> _Selected excerpt_:
Typically there's an accompanying message that management understand
that it might be twice as slow.

On every single occasion, the surprising outcome is that the new
version, built with a higher level "slower" toolset, outperformed the
"stable, optimized, tuned" version, typically by a factor of 3 or
more. So I'd be a fool to continue being surprised by this. I'm not
saying that I'm a better programmer than anyone. I am saying that the
amount of wasted resources in most deployed systems is much, much
higher than people realize, for a whole set of reasons.


Thanks for initiating such an interesting conversation, and for
persisting with it.

Peter Booth.
 
B

Ben Christensen

Peter,

Taking your experiences one step further, wouldn't it stand to reason
that if a system is being "rebuilt" with all of the lessons learned, but
with the mature "faster performance" language, that it could achieve
higher performance than being rebuilt in a new, less mature, "slower
performance" language?

Your well-founded arguments suggest that many (if not the majority of)
performance issues are in poor design and implementation - not the
language itself. I agree that this is often the case - I find and fix
many of them in the systems I profile. A recent example was an issue
causing 2 orders of magnitude in performance degradation because of
absolutely horrible design - nothing to do with any type of language,
platform or infrastructure.

But if a system is being built by a team capable of achieving the
performance gains you claim with a "slower" toolset, if given a "faster"

> _Exercise tasks_:
[1] Return the portion of the forum excerpt starting at "Ben Christensen" and ending at "the majority of)".
[2] According to the forum excerpt, by how much did the rebuilt version typically outperform the "stable, optimized, tuned" one?
You won't need the rows.

Excerpts from a point labeling dataset

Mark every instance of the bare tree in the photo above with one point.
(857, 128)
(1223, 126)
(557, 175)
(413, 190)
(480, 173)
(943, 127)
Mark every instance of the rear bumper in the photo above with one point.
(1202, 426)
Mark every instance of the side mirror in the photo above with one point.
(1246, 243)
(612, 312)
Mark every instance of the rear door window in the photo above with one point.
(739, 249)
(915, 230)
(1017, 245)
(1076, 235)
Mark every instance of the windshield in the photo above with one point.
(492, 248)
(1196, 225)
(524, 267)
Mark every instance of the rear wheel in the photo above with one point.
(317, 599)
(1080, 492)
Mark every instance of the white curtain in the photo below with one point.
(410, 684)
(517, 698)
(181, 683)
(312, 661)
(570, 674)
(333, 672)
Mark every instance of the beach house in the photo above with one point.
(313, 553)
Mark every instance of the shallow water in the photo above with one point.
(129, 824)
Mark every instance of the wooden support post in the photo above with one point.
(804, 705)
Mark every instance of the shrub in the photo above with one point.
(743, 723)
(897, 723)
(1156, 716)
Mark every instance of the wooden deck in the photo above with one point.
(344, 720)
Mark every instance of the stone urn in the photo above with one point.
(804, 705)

> _Complete answers_:
[1]
Ben Christensen

Peter,

Taking your experiences one step further, wouldn't it stand to reason
that if a system is being "rebuilt" with all of the lessons learned, but
with the mature "faster performance" language, that it could achieve
higher performance than being rebuilt in a new, less mature, "slower
performance" language?

Your well-founded arguments suggest that many (if not the majority of)

[2] By a factor of 3 or more.